## Problem to solve
Return, without pictures, the lines from the start of the data through the one that contains "box: [0, 174, 626, 417]".

#### Exercise data

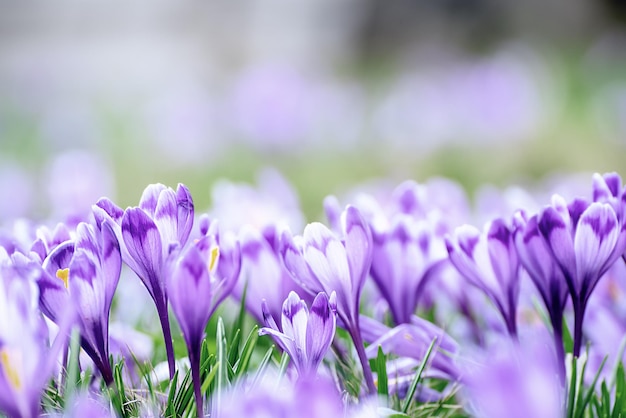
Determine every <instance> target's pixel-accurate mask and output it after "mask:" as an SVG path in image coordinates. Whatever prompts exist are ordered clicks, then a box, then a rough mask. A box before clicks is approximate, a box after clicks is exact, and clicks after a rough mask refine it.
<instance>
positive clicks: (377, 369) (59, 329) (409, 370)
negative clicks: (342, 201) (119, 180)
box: [0, 174, 626, 417]
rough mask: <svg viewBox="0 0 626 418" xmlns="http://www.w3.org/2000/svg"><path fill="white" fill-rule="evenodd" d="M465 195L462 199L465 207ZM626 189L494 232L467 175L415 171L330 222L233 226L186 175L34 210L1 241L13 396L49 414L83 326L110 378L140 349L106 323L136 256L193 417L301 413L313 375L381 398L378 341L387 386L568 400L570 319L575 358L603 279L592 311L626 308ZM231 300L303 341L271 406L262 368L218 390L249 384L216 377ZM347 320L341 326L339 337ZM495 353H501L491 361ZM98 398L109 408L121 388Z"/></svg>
mask: <svg viewBox="0 0 626 418" xmlns="http://www.w3.org/2000/svg"><path fill="white" fill-rule="evenodd" d="M374 196H375V197H374ZM436 196H440V197H439V198H435V197H436ZM441 196H448V197H450V196H454V197H453V198H452V197H450V198H448V199H442V198H441ZM451 202H457V203H459V204H458V205H457V207H456V208H450V207H449V205H450V204H451ZM292 203H293V201H292V200H290V205H289V210H290V211H292V210H293V205H292ZM625 205H626V188H625V187H623V186H622V183H621V179H620V178H619V176H618V175H617V174H606V175H604V176H600V175H595V176H594V177H593V186H592V190H591V193H590V196H589V197H587V198H584V197H581V198H575V199H571V200H569V201H568V200H566V199H565V198H563V197H560V196H558V195H555V196H554V197H553V198H552V200H551V201H550V203H549V204H548V205H545V206H544V207H543V208H541V206H540V205H538V206H537V207H539V208H540V209H539V210H535V211H531V210H528V209H527V208H524V207H518V210H517V211H516V212H515V213H501V214H498V216H497V217H495V218H494V219H492V220H490V221H489V222H487V223H486V224H485V226H484V227H483V229H482V230H480V229H479V228H477V227H475V226H473V225H472V224H471V221H472V217H471V214H470V213H469V211H468V208H469V205H467V204H466V202H465V203H463V197H462V195H461V194H459V193H458V188H457V186H455V185H453V184H451V183H450V182H445V181H437V182H431V183H427V184H422V185H420V184H417V183H415V182H411V181H409V182H405V183H402V184H401V185H399V186H398V187H396V188H395V189H393V190H389V189H385V190H382V191H381V190H379V191H378V192H377V193H372V194H370V195H365V194H361V195H358V196H356V197H354V198H352V200H351V204H348V205H347V206H346V207H345V208H344V209H342V208H341V206H340V204H339V200H338V199H336V198H334V197H329V198H327V199H326V201H325V202H324V207H325V209H326V214H327V217H328V219H329V226H327V225H325V224H323V223H321V222H313V223H310V224H308V225H306V226H305V227H304V228H302V230H301V231H291V230H290V228H289V227H288V226H286V225H283V224H280V223H279V222H277V221H275V222H271V221H267V220H265V221H263V222H260V224H261V225H262V226H258V224H257V226H253V225H249V224H248V225H245V222H240V221H238V220H236V219H229V220H228V222H227V224H229V225H242V226H241V227H240V228H235V227H232V228H224V227H220V225H219V224H218V220H215V219H212V218H211V216H210V215H209V214H197V213H196V211H195V209H194V203H193V199H192V196H191V193H190V191H189V190H188V189H187V188H186V187H185V186H184V185H179V186H178V188H177V190H176V191H175V190H173V189H171V188H168V187H166V186H164V185H161V184H154V185H150V186H148V187H147V188H146V189H145V191H144V193H143V195H142V197H141V199H140V203H139V206H136V207H129V208H127V209H125V210H124V209H121V208H120V207H118V206H117V205H116V204H115V203H114V202H112V201H111V200H109V199H107V198H102V199H100V200H99V201H97V202H96V203H95V204H94V205H93V207H92V216H91V218H90V219H85V220H84V221H82V222H79V223H77V224H75V225H64V224H59V225H57V226H56V227H55V228H54V229H48V228H45V227H39V228H33V229H32V231H30V233H29V234H25V235H23V236H19V237H18V236H17V235H16V236H15V237H14V238H15V239H14V240H12V241H11V245H10V246H8V245H7V246H5V245H3V246H2V247H0V273H1V276H0V313H2V317H3V318H11V321H7V320H3V321H1V322H0V388H4V389H3V390H2V391H0V392H1V393H0V410H2V411H3V412H4V413H5V414H7V415H9V416H11V417H13V416H15V417H30V416H37V415H39V414H40V413H41V412H42V403H41V402H42V401H41V399H42V391H43V390H44V388H45V385H46V384H47V383H48V382H49V381H55V380H56V379H58V378H59V376H62V375H63V373H64V372H63V369H64V368H65V367H66V365H67V358H68V355H69V354H76V353H71V352H70V350H71V347H70V345H69V344H68V335H69V334H70V332H71V330H72V329H73V330H75V332H76V333H78V335H79V336H80V347H81V350H82V351H83V352H84V353H85V354H86V356H87V357H88V358H89V359H90V362H91V363H92V365H93V370H94V371H96V376H97V378H99V379H101V381H102V383H103V385H105V386H106V385H112V384H113V383H114V380H115V378H114V371H113V369H112V367H111V364H112V363H111V357H114V358H113V361H115V360H116V358H115V356H118V357H119V354H120V353H125V354H126V355H129V351H130V350H129V347H130V346H131V345H130V344H128V345H127V346H126V349H125V350H123V349H122V350H119V349H116V351H115V352H114V353H112V351H111V349H110V343H111V336H110V335H109V325H110V324H109V323H110V317H111V311H112V306H113V305H114V297H115V295H116V292H118V284H119V283H120V281H121V280H123V279H121V277H123V276H124V275H123V271H124V266H128V268H129V269H130V271H132V272H133V273H134V275H136V276H137V277H138V281H137V282H138V283H139V281H141V283H143V285H144V287H145V289H146V290H147V294H148V295H149V297H150V298H151V300H152V302H153V303H154V306H155V308H156V313H157V316H158V320H159V323H160V325H161V329H162V334H163V346H164V347H165V357H166V358H165V360H166V364H167V368H168V370H169V373H168V374H169V376H170V379H172V378H173V376H174V375H175V372H176V370H177V367H179V366H178V365H177V364H178V362H177V361H176V360H177V359H176V356H175V352H176V351H175V347H174V340H175V338H173V337H176V335H175V334H174V335H172V329H174V330H175V331H177V330H180V333H181V334H182V340H183V341H184V343H185V345H186V348H187V350H186V353H187V358H188V364H189V367H190V370H191V380H192V385H193V388H194V395H195V405H196V411H197V414H198V416H203V415H204V414H205V413H207V412H208V411H209V410H212V411H213V412H214V413H216V414H221V415H223V416H231V415H229V414H232V413H234V412H233V411H241V413H243V411H247V412H246V414H250V415H249V416H259V415H255V414H263V413H266V414H267V413H269V414H271V415H272V416H292V415H290V414H293V411H296V410H298V402H304V401H303V399H304V398H303V397H306V394H305V392H306V391H311V394H312V395H311V396H312V399H316V400H315V401H313V400H311V401H310V402H309V403H311V402H318V401H320V402H321V400H323V399H326V400H327V401H328V402H329V403H328V408H330V409H328V411H335V412H336V411H343V413H345V414H348V415H350V414H352V413H353V412H354V411H356V410H359V411H361V412H362V411H366V410H367V408H366V407H367V405H370V402H376V401H375V400H374V401H372V399H373V398H372V397H370V395H374V394H376V393H380V390H381V388H380V387H379V378H380V377H381V373H382V369H381V368H380V365H379V366H378V368H377V369H375V370H372V368H371V364H372V360H373V359H375V361H379V359H380V356H381V355H383V356H384V359H385V362H386V363H385V365H384V366H385V374H386V376H387V377H386V379H387V382H388V393H387V394H388V395H393V396H396V397H398V398H400V399H402V398H405V397H408V396H413V397H414V398H415V400H416V401H417V402H428V401H441V400H443V399H445V398H446V396H451V395H450V393H451V390H450V391H449V390H445V389H444V390H443V391H442V390H441V389H439V390H435V389H434V388H432V387H429V385H428V384H427V383H426V382H424V380H422V381H420V382H419V385H418V386H417V389H416V387H415V386H412V382H413V379H414V377H415V374H416V370H417V369H418V368H424V367H425V370H422V372H423V374H422V377H423V379H430V378H432V379H435V380H437V381H444V382H450V384H451V385H452V384H460V385H461V386H462V387H463V388H464V391H463V392H462V393H463V395H462V396H460V397H459V399H460V400H464V402H466V403H465V407H466V409H467V410H468V411H469V412H470V413H475V414H477V415H481V416H500V415H501V414H502V405H503V404H502V402H500V403H497V402H496V403H494V402H492V400H493V399H494V397H497V396H498V395H497V393H499V392H498V391H502V390H503V389H502V384H500V383H498V382H505V381H506V380H507V379H515V381H516V382H517V383H516V385H517V386H515V387H517V388H518V389H519V390H518V391H517V392H519V394H520V395H519V397H518V399H520V402H524V403H525V404H527V405H528V408H527V409H524V411H533V412H532V413H533V414H535V413H536V414H539V413H540V412H537V411H541V407H540V406H538V405H536V404H535V403H536V402H537V403H540V402H542V400H541V399H542V398H541V397H538V396H536V392H534V391H533V387H532V385H533V384H535V383H537V384H539V383H540V384H542V385H545V386H542V387H546V388H550V392H549V393H550V394H551V395H550V399H551V400H552V402H553V403H550V411H548V412H546V413H545V414H544V412H541V414H544V415H537V416H546V417H551V416H555V415H554V413H553V411H555V410H556V411H560V412H562V411H563V409H564V407H565V406H564V404H563V399H565V393H566V391H567V384H568V383H567V382H568V381H569V379H568V376H567V373H568V372H567V367H566V346H565V344H564V335H565V331H566V329H565V328H564V327H565V326H567V327H568V329H569V328H570V327H571V329H572V330H573V332H571V335H572V338H573V345H572V348H571V353H572V354H573V356H574V357H580V356H581V355H582V354H583V353H582V352H581V351H582V347H583V346H584V344H585V343H586V342H589V343H590V345H591V348H592V350H594V349H595V350H596V351H597V350H598V348H599V347H602V345H601V344H595V341H594V340H595V339H597V338H598V337H597V335H598V334H597V332H589V331H585V324H586V322H585V318H586V317H587V316H588V315H586V313H587V311H588V307H589V306H597V305H599V304H601V302H600V301H599V300H595V299H594V290H595V289H597V288H598V289H603V290H602V291H601V292H603V294H604V293H607V292H608V294H609V296H608V297H609V298H612V299H614V300H612V302H611V304H610V305H606V306H604V308H605V309H604V310H603V311H602V312H601V313H598V314H596V315H592V319H593V320H595V321H596V323H599V322H598V321H601V320H604V321H605V322H606V317H607V315H609V314H610V315H612V316H611V318H614V320H616V321H619V318H625V317H626V315H623V312H621V313H620V312H617V311H615V312H613V311H614V310H616V309H617V307H618V306H619V305H620V304H619V303H618V302H619V300H618V299H619V298H621V299H620V300H621V301H622V302H623V297H624V295H626V291H624V290H623V289H622V291H621V292H618V290H619V289H618V290H616V289H617V288H615V286H618V284H615V282H614V281H613V280H612V281H610V283H609V284H611V286H613V287H612V288H607V289H604V288H602V286H600V284H601V283H602V280H601V279H602V277H603V276H605V275H606V273H607V272H609V271H610V272H611V274H612V275H613V276H615V275H617V274H619V273H618V272H617V270H616V269H617V268H618V267H619V266H620V265H621V264H622V263H623V262H622V261H621V258H622V257H623V255H624V252H625V250H626V232H625V228H626V222H625V217H626V208H625ZM277 207H279V205H277ZM224 216H226V214H224ZM133 273H131V274H133ZM527 278H528V279H529V280H526V279H527ZM620 295H621V296H620ZM534 297H536V298H538V300H540V301H541V303H542V304H543V308H545V312H539V313H540V314H545V315H544V316H545V317H546V318H547V319H546V321H545V323H546V325H547V326H548V327H549V329H550V331H551V334H552V340H551V341H552V343H551V344H544V343H543V341H544V340H543V339H541V340H540V341H541V342H542V344H543V345H541V346H540V347H539V348H538V345H537V344H529V343H528V341H529V339H528V336H529V335H530V336H531V341H532V339H533V338H534V337H532V336H533V335H537V333H539V332H540V330H541V329H542V328H543V329H545V328H544V327H542V326H540V325H537V324H538V323H539V324H540V323H541V322H540V321H535V320H533V319H532V318H536V317H540V316H541V315H539V314H538V313H537V309H538V308H541V307H540V304H537V303H535V304H532V303H531V302H529V300H532V299H533V298H534ZM227 298H233V299H235V300H238V301H239V302H240V303H241V304H242V306H244V307H245V308H246V310H247V311H248V312H249V314H250V315H251V316H252V317H253V318H254V319H255V320H256V321H257V322H258V323H259V324H260V325H261V329H260V330H259V334H260V335H269V336H271V337H272V338H273V339H274V341H275V342H276V344H277V346H278V348H279V349H280V350H281V351H283V352H284V353H285V354H286V355H288V356H289V358H290V359H291V366H290V367H291V368H292V369H291V372H290V373H287V374H286V376H284V377H282V379H287V382H292V383H293V386H291V387H290V389H289V390H288V391H287V390H286V391H285V392H284V393H282V394H281V395H280V396H274V397H272V399H271V402H272V405H273V406H272V405H269V404H268V405H267V408H265V409H264V408H260V407H258V405H257V406H255V405H254V404H253V402H254V401H253V399H256V398H258V397H264V396H266V395H265V393H267V391H268V390H269V389H268V388H267V387H263V385H261V386H259V385H258V384H256V385H252V384H251V385H248V384H247V383H246V382H242V383H241V384H237V385H234V387H233V389H232V391H231V392H229V393H230V394H223V395H222V396H223V399H230V398H229V397H231V396H233V397H237V398H238V399H241V400H242V401H240V402H239V403H238V405H237V408H230V409H229V408H228V407H227V406H226V407H225V404H224V402H223V401H222V402H217V403H213V401H212V399H207V397H206V393H205V392H204V390H203V382H202V379H203V376H204V375H205V374H206V370H202V369H201V367H202V365H201V357H202V354H201V352H202V345H203V342H204V341H205V339H206V338H207V335H206V330H207V325H208V323H209V321H210V319H211V317H212V316H213V315H214V314H215V312H216V309H217V308H218V307H219V306H220V304H221V303H222V302H224V301H225V300H226V299H227ZM242 299H243V300H242ZM486 301H487V303H485V302H486ZM113 310H114V309H113ZM170 310H171V312H172V313H173V314H174V318H175V319H176V322H177V324H178V327H177V328H172V324H171V319H170V316H169V315H170ZM603 315H604V316H603ZM603 318H604V319H603ZM46 325H47V326H46ZM467 325H469V327H467ZM623 325H624V324H622V326H623ZM337 328H342V329H344V330H345V334H344V337H343V338H338V337H337V332H336V330H337ZM538 328H539V330H538ZM467 329H470V330H471V332H470V333H469V335H473V336H474V337H476V336H478V338H470V337H469V336H468V333H467V332H465V331H464V330H467ZM346 335H347V336H348V337H349V341H347V338H346ZM346 343H349V344H350V345H349V346H347V345H346ZM114 345H115V346H116V347H117V346H118V345H119V342H115V344H114ZM498 347H505V350H506V351H507V352H509V351H510V352H511V353H512V355H511V356H510V359H509V358H507V357H506V356H501V355H496V354H493V353H500V352H501V351H502V350H501V349H500V348H498ZM331 352H332V354H331ZM475 353H478V354H475ZM490 353H491V354H490ZM533 353H540V356H539V357H537V356H535V357H534V358H535V359H537V358H541V364H544V363H545V365H546V366H545V367H543V366H542V367H535V366H537V365H536V364H535V365H532V364H530V363H532V360H531V359H532V358H533V356H534V354H533ZM492 354H493V355H492ZM597 354H598V353H594V355H597ZM123 355H124V354H123ZM130 355H132V353H130ZM346 357H352V359H353V360H355V361H354V363H355V364H356V363H357V362H358V363H359V364H360V371H356V369H353V370H352V372H354V373H355V375H359V376H360V375H361V374H362V379H361V380H362V383H361V385H360V387H358V388H357V391H356V393H355V394H354V396H356V397H357V400H356V402H362V405H361V406H362V407H363V408H365V409H362V410H361V409H359V408H355V407H354V405H353V404H354V403H355V400H351V401H347V399H348V397H345V396H344V398H345V399H344V400H343V401H342V395H341V393H342V391H343V392H347V388H346V387H345V386H344V383H343V382H341V379H340V374H338V373H337V370H336V367H335V365H336V363H337V362H340V361H343V359H345V358H346ZM490 357H491V358H492V359H495V360H494V361H492V362H490V361H489V360H485V359H488V358H490ZM426 359H427V360H428V361H427V362H426ZM117 360H119V358H117ZM124 360H128V359H124ZM159 360H162V359H159ZM179 360H180V359H179ZM611 360H612V361H615V362H619V361H621V359H619V358H615V359H611ZM468 364H469V365H471V366H468ZM82 366H83V367H85V366H86V367H89V366H88V365H86V364H82ZM530 366H532V367H530ZM422 372H420V373H422ZM333 377H334V379H333ZM272 379H273V378H272ZM272 379H269V378H268V379H265V380H268V381H270V380H272ZM280 379H281V378H279V379H278V380H276V379H274V380H276V381H275V382H274V383H268V385H270V386H272V385H273V387H275V386H277V385H279V384H281V383H280ZM263 381H264V379H261V382H263ZM528 382H530V383H528ZM129 384H130V385H132V384H134V383H133V382H129ZM316 385H318V386H319V390H317V389H316V390H314V391H313V390H312V389H311V388H312V387H314V386H316ZM94 387H95V386H94ZM322 388H323V389H322ZM481 388H482V389H481ZM486 391H487V392H489V391H491V392H493V393H492V394H491V395H490V394H488V393H486ZM509 395H510V394H509ZM507 396H508V395H507ZM318 398H319V399H318ZM79 399H82V398H79ZM84 399H90V398H89V396H86V397H85V398H84ZM207 401H208V403H209V404H210V406H207ZM408 401H410V400H407V402H408ZM81 402H82V401H81ZM268 402H269V401H268ZM307 402H308V401H307ZM507 402H508V401H507ZM89 403H90V401H89V402H86V403H84V404H85V405H87V404H89ZM95 404H97V405H98V408H99V409H102V408H104V407H103V406H102V405H105V404H106V402H104V403H102V402H99V401H97V402H96V403H95ZM95 404H94V405H95ZM349 404H351V405H349ZM537 408H539V409H537ZM375 409H376V408H374V410H375ZM289 411H291V412H289ZM311 411H317V409H311ZM319 411H322V409H320V410H319ZM335 412H333V414H335ZM68 413H70V411H69V410H68ZM74 413H76V412H74ZM320 413H322V412H320ZM336 413H337V414H340V413H342V412H336ZM359 413H360V412H359ZM281 414H282V415H281ZM363 415H367V414H366V413H365V412H363Z"/></svg>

########

## Expected output
Determine every <instance> target's pixel-accurate mask and output it after "mask:" as an SVG path in image coordinates. Whatever prompts exist are ordered clicks, then a box, then a rough mask. A box before clicks is approximate, a box after clicks is exact, and clicks after a rough mask refine it.
<instance>
positive clicks: (377, 369) (59, 329) (409, 370)
negative clicks: (342, 201) (119, 180)
box: [0, 174, 626, 417]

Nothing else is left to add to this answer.